**À réaliser**
- a) Transcrivez sans modification le passage de l'article sur l'aide à la Grèce qui commence par les mots contenant « La Grèce a enfin » et s'achève sur « à la mi-mars. ».
- b) Poursuivez l'article sur le deuxième plan d'aide à la Grèce à partir de sa dernière phrase.

**Document source**
La Grèce a enfin obtenu ce qu’elle demandait depuis des semaines. Les ministres européens des Finances ont décidé, dans la nuit de lundi à mardi, à Bruxelles lors d’une réunion de l’Eurogroupe, de débloquer le deuxième plan d’aide internationale d’un montant de 130 milliards d’euros dont le principe avait été acté en juillet dernier.

Pour obtenir ce précieux soutien financier, le gouvernement grec a dû concocter, ces dernières semaines, un nouveau plan de rigueur drastique qui a engendré une grève générale les 10 et 11 février et de violents heurts entre manifestants et forces de l’ordre en début de semaine dernière. Athènes a pris le risque de la crise sociale car pour le gouvernement, cette aide financière internationale est vitale : sans elle, le pays n’aurait pas pu rembourser les dettes qui arrivent à échéance à la mi-mars.

Mais pour autant, la Grèce est loin d’être tirée d’affaire comme l’explique à FRANCE 24 Pascal de Lima, économiste à Sciences Po.

FRANCE 24 : Quelle est l’importance pour la Grèce de l’accord qui a permis mardi de débloquer le deuxième plan d’aide international ?
Pascal de Lima : C’est à la fois un accord de la dernière chance et une aide condamnée à être insuffisante. En effet, la Grèce qui est en grave récession ne peut faire autrement que de demander à la communauté internationale de la soutenir financièrement. Elle n’a aucune chance, vu l’état de ses finances publiques, de lever de l’argent sur les marchés financiers. Sa situation économique catastrophique justifie ce nouveau plan de soutien.

Mais même si l’aide est conséquente, elle ne fait que maintenir artificiellement la Grèce à flots. En effet, sans croissance, Athènes n’a pas les rentrées fiscales nécessaires pour espérer équilibrer ses comptes et la dette est donc condamnée à rester élevée.

**Données fournies**

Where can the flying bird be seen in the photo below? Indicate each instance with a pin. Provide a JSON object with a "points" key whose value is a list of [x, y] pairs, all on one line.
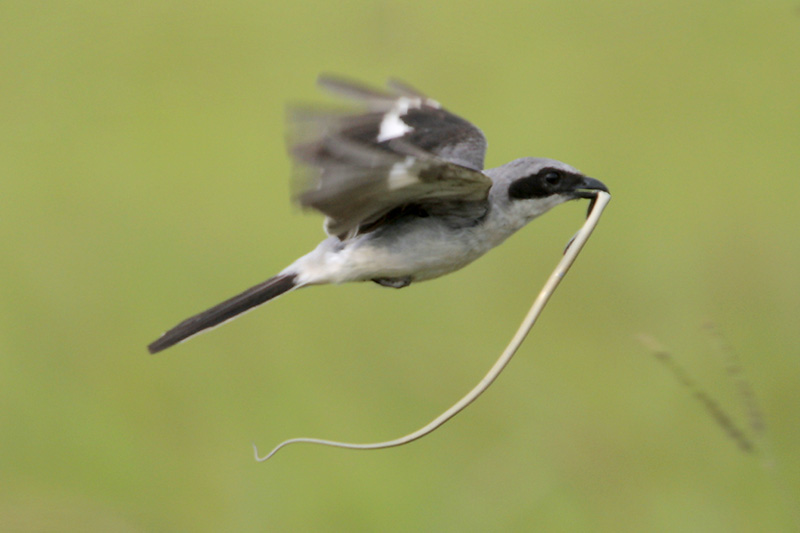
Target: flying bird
{"points": [[405, 196]]}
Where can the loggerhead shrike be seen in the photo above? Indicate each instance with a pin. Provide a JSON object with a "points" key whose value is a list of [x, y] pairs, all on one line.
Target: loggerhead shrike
{"points": [[402, 186]]}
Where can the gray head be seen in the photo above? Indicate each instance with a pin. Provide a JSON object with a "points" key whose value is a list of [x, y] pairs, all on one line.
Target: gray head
{"points": [[532, 186]]}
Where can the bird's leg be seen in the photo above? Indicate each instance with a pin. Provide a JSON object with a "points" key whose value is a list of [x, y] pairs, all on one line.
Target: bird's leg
{"points": [[395, 283]]}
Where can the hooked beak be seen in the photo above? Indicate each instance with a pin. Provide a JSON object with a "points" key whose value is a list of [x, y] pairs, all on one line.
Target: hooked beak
{"points": [[589, 187]]}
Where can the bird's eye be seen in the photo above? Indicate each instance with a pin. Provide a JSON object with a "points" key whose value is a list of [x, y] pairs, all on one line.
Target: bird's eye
{"points": [[552, 177]]}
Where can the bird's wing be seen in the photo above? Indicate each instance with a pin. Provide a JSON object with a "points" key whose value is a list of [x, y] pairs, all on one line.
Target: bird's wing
{"points": [[399, 151]]}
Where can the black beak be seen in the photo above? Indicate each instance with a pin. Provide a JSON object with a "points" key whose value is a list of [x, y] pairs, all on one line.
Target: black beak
{"points": [[589, 187]]}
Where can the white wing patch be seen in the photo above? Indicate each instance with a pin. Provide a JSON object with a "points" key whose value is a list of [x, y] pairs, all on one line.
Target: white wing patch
{"points": [[399, 176], [392, 126]]}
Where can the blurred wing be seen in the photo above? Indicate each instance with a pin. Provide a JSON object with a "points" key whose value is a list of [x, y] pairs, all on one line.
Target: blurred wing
{"points": [[399, 152]]}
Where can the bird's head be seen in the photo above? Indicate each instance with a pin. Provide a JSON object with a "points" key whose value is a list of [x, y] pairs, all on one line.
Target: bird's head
{"points": [[532, 186]]}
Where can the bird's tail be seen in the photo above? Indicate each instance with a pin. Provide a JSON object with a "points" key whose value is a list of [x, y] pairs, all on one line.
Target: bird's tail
{"points": [[227, 310]]}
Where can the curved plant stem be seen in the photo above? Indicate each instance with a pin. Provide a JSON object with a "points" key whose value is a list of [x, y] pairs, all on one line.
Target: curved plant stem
{"points": [[570, 254]]}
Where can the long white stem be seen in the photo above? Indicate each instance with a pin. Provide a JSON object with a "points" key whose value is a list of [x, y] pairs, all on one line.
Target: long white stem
{"points": [[555, 278]]}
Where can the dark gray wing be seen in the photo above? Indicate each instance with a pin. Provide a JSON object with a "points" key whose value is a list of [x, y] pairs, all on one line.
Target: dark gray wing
{"points": [[399, 152]]}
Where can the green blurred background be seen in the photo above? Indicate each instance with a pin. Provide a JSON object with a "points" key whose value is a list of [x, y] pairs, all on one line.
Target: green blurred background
{"points": [[144, 178]]}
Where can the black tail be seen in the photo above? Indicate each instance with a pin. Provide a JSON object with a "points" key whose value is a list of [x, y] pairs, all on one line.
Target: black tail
{"points": [[261, 293]]}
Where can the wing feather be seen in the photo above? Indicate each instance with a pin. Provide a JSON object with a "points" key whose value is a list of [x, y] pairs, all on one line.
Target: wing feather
{"points": [[398, 149]]}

**Réponses aux tâches**
- a)
La Grèce a enfin obtenu ce qu’elle demandait depuis des semaines. Les ministres européens des Finances ont décidé, dans la nuit de lundi à mardi, à Bruxelles lors d’une réunion de l’Eurogroupe, de débloquer le deuxième plan d’aide internationale d’un montant de 130 milliards d’euros dont le principe avait été acté en juillet dernier.

Pour obtenir ce précieux soutien financier, le gouvernement grec a dû concocter, ces dernières semaines, un nouveau plan de rigueur drastique qui a engendré une grève générale les 10 et 11 février et de violents heurts entre manifestants et forces de l’ordre en début de semaine dernière. Athènes a pris le risque de la crise sociale car pour le gouvernement, cette aide financière internationale est vitale : sans elle, le pays n’aurait pas pu rembourser les dettes qui arrivent à échéance à la mi-mars.

- b)
F24 : Vous parlez de la nécessité de retrouver la croissance, mais les pays de la zone euro ont conditionné le nouveau plan d’aide à davantage d’austérité, n’est-ce pas contradictoire ?
P. de L. : La logique qui a entouré l’adoption de ce plan d’aide est fallacieuse car elle ne tient pas compte des circonstances économiques. Certes, il faut que la Grèce redresse ses comptes, mais les mesures d’austérité sont inefficaces en période de récession. C’est un cercle vicieux qui va simplement conduire à une augmentation des déficits. La question de l’éventuelle faillite grecque va de ce fait se poser de nouveau.

F24 : Pensez-vous que la Grèce peut encore éviter la faillite ?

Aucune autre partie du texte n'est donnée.